Segment Start: Passage shown

While much of the border has become militarized following the Sept. 11, 2001, terrorist attacks — with some type of barrier already stretching 652 miles of the 1,933-mile border — Koulish said free trade helped mitigate border tensions. For instance, special “smart” cards allow frequent border crossers to avoid waiting in long lines.

This week, Trump's executive order for the border wall construction caused stock prices to jump for Cemex SAB, a Mexican cement company that is the largest cement maker in the Americas. U.S. materials and equipment companies also stand to benefit.

“What you have with Trump now is more security, but he may also take away free trade. The border has never functioned that way,” Koulish said. “These economies and this culture that have depended upon this system are now being slammed in two directions, creating a lot of fear, anxiety and uncertainty.”

In McAllen, Tex., the maquiladoras industry spurred commerce on both sides of the border, with 37 percent of the city’s tax base coming from Mexico, Mayor Jim Darling said. About 1,500 factory managers, including Americans, Japanese and Koreans, live in McAllen but work in Mexico, he said. Their commutes help generate millions of dollars in bridge revenue for McAllen and its neighboring towns.

“If our relationship with Mexico sours, it would be devastating for our economy,” Darling said.

The effect of a trade war with Mexico would cascade beyond lost jobs in the U.S. plants. Downtown stores would lose business, lay off workers and close up shop, Darling said. Mexican investors would likely sell off their U.S. properties, leading to plummeting real estate values, he said.

Segment End: Passage shown

→ Questions on the material:
a) Repeat the border trade passage word for word, from "While much of" up to and including "stand to benefit.".
b) In the border trade passage, about how many factory managers live in McAllen but work in Mexico?

Segment Start: Recorded data

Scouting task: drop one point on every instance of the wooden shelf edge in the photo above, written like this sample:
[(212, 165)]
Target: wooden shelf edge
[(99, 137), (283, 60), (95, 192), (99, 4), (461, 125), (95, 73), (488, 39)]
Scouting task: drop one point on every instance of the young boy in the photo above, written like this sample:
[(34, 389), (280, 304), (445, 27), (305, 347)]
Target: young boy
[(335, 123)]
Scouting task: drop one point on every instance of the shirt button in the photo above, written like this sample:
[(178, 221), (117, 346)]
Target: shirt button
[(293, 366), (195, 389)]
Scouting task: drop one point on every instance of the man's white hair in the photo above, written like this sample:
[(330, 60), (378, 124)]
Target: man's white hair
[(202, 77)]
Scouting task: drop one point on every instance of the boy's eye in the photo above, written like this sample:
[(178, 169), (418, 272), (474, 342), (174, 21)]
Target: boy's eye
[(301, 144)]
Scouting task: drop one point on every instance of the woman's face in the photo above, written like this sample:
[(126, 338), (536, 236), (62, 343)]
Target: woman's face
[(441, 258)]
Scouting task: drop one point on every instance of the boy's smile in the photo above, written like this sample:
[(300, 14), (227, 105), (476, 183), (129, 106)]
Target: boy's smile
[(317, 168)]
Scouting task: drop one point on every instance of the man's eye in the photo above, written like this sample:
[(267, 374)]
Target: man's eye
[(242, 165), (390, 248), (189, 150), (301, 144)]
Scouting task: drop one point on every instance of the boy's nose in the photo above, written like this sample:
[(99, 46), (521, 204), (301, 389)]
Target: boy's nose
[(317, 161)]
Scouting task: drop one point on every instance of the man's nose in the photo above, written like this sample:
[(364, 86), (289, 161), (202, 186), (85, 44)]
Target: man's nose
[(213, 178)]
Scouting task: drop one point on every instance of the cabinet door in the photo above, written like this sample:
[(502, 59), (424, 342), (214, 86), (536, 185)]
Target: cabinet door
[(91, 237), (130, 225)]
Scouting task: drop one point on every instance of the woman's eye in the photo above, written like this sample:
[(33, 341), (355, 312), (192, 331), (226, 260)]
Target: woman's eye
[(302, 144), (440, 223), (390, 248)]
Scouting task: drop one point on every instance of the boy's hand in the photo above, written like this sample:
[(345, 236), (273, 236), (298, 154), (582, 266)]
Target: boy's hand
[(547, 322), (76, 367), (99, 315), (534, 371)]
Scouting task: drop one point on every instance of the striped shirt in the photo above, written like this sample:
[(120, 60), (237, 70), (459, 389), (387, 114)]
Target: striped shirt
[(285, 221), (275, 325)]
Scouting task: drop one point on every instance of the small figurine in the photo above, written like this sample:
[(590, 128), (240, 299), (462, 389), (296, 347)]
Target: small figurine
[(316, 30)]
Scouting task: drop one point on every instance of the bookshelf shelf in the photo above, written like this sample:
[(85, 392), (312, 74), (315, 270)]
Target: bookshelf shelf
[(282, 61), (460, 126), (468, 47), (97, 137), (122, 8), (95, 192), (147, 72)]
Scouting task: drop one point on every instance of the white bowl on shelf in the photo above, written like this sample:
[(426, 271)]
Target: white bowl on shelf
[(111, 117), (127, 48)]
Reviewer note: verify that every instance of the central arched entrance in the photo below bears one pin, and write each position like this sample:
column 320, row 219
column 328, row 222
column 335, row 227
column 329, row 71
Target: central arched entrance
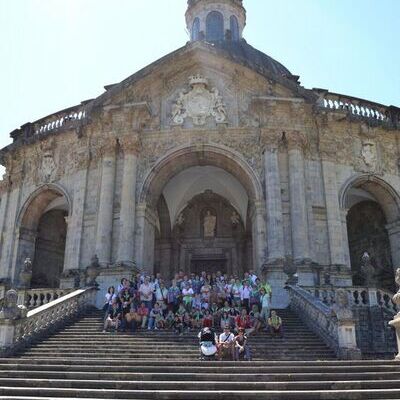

Segment End: Recorded data

→ Solutions:
a)
While much of the border has become militarized following the Sept. 11, 2001, terrorist attacks — with some type of barrier already stretching 652 miles of the 1,933-mile border — Koulish said free trade helped mitigate border tensions. For instance, special “smart” cards allow frequent border crossers to avoid waiting in long lines.

This week, Trump's executive order for the border wall construction caused stock prices to jump for Cemex SAB, a Mexican cement company that is the largest cement maker in the Americas. U.S. materials and equipment companies also stand to benefit.

b) About 1,500